Start

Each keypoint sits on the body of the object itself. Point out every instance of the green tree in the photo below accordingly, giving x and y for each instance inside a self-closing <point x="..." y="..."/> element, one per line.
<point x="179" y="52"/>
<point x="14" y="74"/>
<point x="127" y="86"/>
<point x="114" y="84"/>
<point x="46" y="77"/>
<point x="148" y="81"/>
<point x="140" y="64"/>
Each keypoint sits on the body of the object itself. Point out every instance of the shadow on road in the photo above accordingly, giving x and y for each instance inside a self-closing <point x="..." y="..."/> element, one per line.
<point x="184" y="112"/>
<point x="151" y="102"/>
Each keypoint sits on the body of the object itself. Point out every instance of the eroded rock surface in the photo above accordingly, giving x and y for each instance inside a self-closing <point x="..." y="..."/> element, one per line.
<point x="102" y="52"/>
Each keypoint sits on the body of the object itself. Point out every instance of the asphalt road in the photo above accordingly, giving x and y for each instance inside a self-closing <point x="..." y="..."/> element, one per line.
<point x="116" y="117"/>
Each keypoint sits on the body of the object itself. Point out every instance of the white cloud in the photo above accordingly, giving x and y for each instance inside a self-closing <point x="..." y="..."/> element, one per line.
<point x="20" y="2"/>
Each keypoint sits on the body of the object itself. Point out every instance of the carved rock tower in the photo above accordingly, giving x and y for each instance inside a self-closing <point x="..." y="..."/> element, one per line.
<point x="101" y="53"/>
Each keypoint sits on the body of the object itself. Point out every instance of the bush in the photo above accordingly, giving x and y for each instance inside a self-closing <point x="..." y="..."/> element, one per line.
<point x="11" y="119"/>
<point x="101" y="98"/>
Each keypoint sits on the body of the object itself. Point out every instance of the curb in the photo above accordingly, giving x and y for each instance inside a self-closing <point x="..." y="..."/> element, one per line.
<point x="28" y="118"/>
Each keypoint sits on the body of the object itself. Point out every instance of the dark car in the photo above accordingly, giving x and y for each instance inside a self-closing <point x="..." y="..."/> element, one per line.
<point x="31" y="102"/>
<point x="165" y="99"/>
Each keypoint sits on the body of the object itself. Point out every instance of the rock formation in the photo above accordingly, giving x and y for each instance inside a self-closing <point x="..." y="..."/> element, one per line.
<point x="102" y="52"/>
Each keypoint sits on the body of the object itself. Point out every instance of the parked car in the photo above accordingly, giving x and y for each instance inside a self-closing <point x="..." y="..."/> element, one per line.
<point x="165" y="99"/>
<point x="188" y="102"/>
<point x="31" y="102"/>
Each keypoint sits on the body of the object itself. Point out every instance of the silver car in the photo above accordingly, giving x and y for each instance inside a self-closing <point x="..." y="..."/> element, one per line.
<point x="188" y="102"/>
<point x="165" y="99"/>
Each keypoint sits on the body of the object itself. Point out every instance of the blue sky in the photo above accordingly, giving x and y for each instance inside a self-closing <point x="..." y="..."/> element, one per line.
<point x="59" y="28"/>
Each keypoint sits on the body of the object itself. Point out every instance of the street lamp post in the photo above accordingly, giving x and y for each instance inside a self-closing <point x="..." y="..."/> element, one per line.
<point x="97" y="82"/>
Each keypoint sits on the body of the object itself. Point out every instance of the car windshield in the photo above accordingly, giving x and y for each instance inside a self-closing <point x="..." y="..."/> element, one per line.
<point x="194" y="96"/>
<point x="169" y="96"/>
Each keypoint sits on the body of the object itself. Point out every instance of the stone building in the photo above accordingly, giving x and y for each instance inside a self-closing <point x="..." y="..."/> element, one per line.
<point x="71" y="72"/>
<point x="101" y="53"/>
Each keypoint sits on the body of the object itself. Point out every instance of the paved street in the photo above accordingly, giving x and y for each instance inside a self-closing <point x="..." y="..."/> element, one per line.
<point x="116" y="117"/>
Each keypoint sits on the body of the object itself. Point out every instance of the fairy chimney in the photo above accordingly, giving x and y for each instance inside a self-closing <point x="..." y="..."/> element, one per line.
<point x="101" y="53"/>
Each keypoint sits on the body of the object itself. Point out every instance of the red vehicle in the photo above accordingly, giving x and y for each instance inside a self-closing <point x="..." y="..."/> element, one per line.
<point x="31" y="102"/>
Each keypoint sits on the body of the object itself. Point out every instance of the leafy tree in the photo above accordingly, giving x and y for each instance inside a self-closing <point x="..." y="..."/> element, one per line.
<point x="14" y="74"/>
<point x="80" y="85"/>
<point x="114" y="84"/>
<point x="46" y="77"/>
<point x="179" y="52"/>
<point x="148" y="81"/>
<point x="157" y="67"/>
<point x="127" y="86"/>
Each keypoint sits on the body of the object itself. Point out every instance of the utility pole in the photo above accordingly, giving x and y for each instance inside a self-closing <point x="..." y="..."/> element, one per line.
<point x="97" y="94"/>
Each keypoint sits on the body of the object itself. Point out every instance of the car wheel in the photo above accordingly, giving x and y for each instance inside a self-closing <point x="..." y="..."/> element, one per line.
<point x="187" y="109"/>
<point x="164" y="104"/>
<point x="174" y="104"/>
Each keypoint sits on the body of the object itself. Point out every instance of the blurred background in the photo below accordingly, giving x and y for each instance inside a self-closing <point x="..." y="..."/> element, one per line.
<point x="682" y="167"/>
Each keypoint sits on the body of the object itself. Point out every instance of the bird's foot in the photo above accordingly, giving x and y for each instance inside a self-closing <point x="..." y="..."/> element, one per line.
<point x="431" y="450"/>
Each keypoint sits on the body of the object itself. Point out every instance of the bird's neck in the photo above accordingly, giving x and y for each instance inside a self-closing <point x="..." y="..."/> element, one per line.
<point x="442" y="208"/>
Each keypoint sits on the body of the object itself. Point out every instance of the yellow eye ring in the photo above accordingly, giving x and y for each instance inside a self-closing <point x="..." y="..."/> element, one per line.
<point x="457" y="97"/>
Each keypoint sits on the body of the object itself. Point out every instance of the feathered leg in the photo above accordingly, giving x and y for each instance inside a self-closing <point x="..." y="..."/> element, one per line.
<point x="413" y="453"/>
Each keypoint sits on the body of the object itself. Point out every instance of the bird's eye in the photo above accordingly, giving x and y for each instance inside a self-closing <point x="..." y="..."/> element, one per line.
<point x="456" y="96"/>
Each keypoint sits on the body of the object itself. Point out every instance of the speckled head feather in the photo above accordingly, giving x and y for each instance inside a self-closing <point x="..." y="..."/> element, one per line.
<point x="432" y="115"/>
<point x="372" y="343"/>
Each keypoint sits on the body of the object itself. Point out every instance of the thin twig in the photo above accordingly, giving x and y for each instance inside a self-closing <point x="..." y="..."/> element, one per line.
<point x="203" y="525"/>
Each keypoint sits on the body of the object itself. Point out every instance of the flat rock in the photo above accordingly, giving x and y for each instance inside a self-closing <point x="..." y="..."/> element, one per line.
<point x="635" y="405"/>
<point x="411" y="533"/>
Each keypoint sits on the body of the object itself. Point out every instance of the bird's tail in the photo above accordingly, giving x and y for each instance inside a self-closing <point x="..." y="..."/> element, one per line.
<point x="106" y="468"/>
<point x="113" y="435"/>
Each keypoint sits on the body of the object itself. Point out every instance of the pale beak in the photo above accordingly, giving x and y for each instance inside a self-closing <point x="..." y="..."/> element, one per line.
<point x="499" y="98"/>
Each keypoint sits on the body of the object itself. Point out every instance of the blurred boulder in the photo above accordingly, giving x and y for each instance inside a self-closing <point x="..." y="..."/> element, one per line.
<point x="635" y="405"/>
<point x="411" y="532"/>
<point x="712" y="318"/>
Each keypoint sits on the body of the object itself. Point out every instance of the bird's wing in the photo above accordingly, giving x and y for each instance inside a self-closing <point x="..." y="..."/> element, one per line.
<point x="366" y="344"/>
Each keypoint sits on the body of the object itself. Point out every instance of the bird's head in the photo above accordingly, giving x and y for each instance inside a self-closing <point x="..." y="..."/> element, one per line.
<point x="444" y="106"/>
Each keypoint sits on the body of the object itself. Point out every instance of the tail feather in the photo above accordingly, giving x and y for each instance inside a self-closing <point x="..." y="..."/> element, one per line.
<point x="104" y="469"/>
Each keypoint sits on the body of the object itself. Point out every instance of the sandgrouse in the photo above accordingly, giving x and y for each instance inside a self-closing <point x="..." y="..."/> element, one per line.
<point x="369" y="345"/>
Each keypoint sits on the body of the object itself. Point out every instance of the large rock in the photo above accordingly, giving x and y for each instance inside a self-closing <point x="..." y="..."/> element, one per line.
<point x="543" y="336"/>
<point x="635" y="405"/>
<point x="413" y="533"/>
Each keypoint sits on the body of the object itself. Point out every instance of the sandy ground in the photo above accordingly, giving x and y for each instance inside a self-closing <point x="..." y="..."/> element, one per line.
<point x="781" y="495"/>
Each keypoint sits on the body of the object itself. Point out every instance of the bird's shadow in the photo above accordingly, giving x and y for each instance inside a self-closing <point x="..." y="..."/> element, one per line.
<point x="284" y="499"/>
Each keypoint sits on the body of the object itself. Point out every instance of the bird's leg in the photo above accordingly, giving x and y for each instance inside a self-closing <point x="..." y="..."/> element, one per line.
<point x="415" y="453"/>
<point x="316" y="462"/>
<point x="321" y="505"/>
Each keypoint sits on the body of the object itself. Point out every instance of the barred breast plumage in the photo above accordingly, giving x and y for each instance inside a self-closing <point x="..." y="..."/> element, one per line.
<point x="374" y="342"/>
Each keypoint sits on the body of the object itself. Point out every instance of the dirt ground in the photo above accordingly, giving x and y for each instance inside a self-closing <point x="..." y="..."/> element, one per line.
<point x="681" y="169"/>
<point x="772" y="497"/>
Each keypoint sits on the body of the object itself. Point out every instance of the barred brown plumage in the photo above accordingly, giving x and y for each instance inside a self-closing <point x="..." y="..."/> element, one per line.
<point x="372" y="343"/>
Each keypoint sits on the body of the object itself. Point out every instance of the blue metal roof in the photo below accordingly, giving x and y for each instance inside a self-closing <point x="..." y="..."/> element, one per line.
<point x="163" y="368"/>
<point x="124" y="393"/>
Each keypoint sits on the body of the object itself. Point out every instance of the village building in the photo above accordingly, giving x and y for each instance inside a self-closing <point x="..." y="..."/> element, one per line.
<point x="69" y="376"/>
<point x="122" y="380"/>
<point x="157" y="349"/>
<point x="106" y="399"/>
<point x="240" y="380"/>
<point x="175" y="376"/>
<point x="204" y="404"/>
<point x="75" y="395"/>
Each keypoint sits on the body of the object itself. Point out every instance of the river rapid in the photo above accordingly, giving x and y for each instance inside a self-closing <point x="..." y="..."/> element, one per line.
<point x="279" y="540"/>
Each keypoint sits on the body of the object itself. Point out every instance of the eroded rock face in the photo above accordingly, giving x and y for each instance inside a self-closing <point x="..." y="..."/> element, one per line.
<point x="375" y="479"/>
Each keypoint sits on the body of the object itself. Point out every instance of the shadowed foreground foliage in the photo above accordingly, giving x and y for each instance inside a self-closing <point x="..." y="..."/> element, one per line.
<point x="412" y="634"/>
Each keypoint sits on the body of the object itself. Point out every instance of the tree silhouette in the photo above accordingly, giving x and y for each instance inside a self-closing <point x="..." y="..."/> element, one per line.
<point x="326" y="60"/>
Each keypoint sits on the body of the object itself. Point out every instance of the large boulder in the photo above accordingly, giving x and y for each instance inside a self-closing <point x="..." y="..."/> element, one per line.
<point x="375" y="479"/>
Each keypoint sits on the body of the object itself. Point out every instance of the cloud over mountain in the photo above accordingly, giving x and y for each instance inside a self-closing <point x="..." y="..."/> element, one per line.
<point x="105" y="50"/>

End

In the listing above, find the line containing "of the village", then reproduce it and each line after it through the end, exactly and with nothing added.

Each keypoint sits on the body of the object itself. Point out every instance of the village building in the photo above accordingly, giving x and y for each instance inside a self-closing <point x="..." y="..."/> element, one per line.
<point x="69" y="376"/>
<point x="122" y="380"/>
<point x="157" y="349"/>
<point x="106" y="399"/>
<point x="240" y="380"/>
<point x="175" y="376"/>
<point x="204" y="404"/>
<point x="75" y="395"/>
Each keypoint sits on the body of the object itself. Point out every instance of the river rapid in the photo above accordingly, giving x and y for each instance inside a self-closing <point x="..." y="..."/> element, one per line.
<point x="279" y="540"/>
Each keypoint sits on the body of the object itself. Point out every instance of the eroded rock face in the photo above accordingly, giving x and y for each instance inside a self-closing <point x="..." y="..."/> element, one per line.
<point x="375" y="479"/>
Each keypoint sits on the body of the object itself. Point out every instance of the shadowed foreground foliage in the photo above accordingly, giving x and y for each instance inside a self-closing <point x="..." y="..."/> element, one per line.
<point x="412" y="634"/>
Each keypoint sits on the body of the object itself. Point out every instance of the tree silhouette in the photo above accordingly, giving x and y for each instance inside a self-closing <point x="..." y="..."/> element, one per line.
<point x="326" y="60"/>
Each keypoint sits on the body of the object itself. Point out every instance of the large boulder in the photo above accordingly, giving x and y for each instance inside a self-closing <point x="..." y="..."/> element, one per line.
<point x="375" y="479"/>
Each keypoint sits on the body of the object itself. Point out every instance of the cloud over mountain in the photo above accordingly, giving x and y for each instance inside a self-closing <point x="..." y="..."/> element, one per line.
<point x="105" y="50"/>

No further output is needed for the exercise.